*** SOURCE TEXT Section Begins ***

Speaker Boehner has appointed Rep. Trey Gowdy to chair the House Select Committee on Benghazi. Gowdy is an experienced prosecutor who has consistently impressed me (and, obviously, Boehner) during hearings before the Oversight Committee on Benghazi and the IRS.
Gowdy breaks the mold for chairman of a big ticket investigative committee. The typical chairman is a stern but somewhat subdued father figure — think Sen. Inouye of Iran Contra fame — or a venerable, or at least folksy, grandfather figure — think Sen. Ervin of Watergate fame. The old-fashioned chairman may press witnesses, but will leave the true attack dog stuff to counsel or colleagues.
Gowdy won’t cut it as a father or grandfather figure and he will be neither subdued nor folksy. He will likely be his own attack dog.
This will make it easier for Democrats and the mainstream media to attack him as a raw partisan. But that attack would have been launched with some effectiveness regardless of whom Boehner picked. With Gowdy, we know we’ll be getting a vigorous, rigorous questioner who has been committed to this investigation from the beginning.
In addition, Boehner knows he’s getting a favorite of the conservative base. The Speaker has been criticized for not establishing a select committee a year or more ago. But no one will be able to accuse him off going only half way once he finally got around to setting up that committee.
The Democrats have said they might not participate on the committee. I think that would be a mistake from their perspective.
If they participate, Democrats can break the Republicans’ momentum and rehabilitate, or at least assist, administration witnesses after they have been worked over by the likes of Trey Gowdy. Imagine you’re Susan Rice testifying before the committee. Would you rather face non-stop questioning from Republicans or have Democrats offering their spin and their softball questions for nearly half of your time in front of the cameras?
Democrats will also be better off participating when it comes to witnesses who are critical of the administration. Eighty percent of what a witness like Gen. Lovell or Gregory Hicks has to say may be adverse to Team Obama, but the other 20 percent might be helpful. Without Democratic participation, that 20 percent is likely to go unsaid.
The Democrats hope that by not participating, they will cause the hearings to be ignored by all but Republican partisans. But that’s probably wishful thinking. Plenty of non-partisans will watch the proceedings on C-SPAN. They will mostly be retired folk with a strong interest in politics — in other words, people who vote in midterm elections.
Moreover, if the hearings become explosive, they will be impossible to ignore. By then, it will too late for the Dems to send in the fire brigade.
Barring an explosion, the hearings won’t be a game-changer regardless of whether the Democrats participate. But they may well be of some marginal benefit to the Republicans both in the upcoming election and in 2016 if Hillary Clinton runs.
In any event, the hearings are worth having. It’s not okay to lie about events that result in the death of an American ambassador and three other Americans. As Boehner says, the American people deserve “answers, accountability, and justice.”

*** SOURCE TEXT Section Ends ***

REQUIREMENT: Write out, word for word, the part of the commentary on Trey Gowdy's appointment that begins with the words "Speaker Boehner has" and stops after "counsel or colleagues.". The listing comes from a separate, unrelated source.

*** SUPPLIED INFORMATION Section Begins ***

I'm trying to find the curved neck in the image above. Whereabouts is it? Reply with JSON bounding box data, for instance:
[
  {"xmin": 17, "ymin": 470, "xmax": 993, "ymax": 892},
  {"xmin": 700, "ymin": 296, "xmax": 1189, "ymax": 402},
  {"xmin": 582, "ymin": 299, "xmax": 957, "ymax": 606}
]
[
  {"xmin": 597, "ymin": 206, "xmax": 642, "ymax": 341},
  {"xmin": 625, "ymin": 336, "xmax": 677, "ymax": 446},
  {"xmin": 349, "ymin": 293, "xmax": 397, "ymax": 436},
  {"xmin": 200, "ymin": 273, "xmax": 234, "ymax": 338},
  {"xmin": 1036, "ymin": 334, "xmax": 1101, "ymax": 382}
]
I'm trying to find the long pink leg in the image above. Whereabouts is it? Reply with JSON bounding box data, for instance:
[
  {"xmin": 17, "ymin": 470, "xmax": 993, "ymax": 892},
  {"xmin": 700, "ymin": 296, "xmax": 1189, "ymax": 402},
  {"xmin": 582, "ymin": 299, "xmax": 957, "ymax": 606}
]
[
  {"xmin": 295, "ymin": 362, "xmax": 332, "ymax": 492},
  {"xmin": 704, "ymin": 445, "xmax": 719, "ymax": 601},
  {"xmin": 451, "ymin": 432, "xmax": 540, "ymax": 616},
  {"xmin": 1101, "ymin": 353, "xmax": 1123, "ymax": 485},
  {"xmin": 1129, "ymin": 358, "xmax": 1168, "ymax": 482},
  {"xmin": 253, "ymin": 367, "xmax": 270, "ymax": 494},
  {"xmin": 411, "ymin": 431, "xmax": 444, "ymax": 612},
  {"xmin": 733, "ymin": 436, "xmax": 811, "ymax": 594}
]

*** SUPPLIED INFORMATION Section Ends ***

ANSWER FOR THE TASK:
Speaker Boehner has appointed Rep. Trey Gowdy to chair the House Select Committee on Benghazi. Gowdy is an experienced prosecutor who has consistently impressed me (and, obviously, Boehner) during hearings before the Oversight Committee on Benghazi and the IRS.
Gowdy breaks the mold for chairman of a big ticket investigative committee. The typical chairman is a stern but somewhat subdued father figure — think Sen. Inouye of Iran Contra fame — or a venerable, or at least folksy, grandfather figure — think Sen. Ervin of Watergate fame. The old-fashioned chairman may press witnesses, but will leave the true attack dog stuff to counsel or colleagues.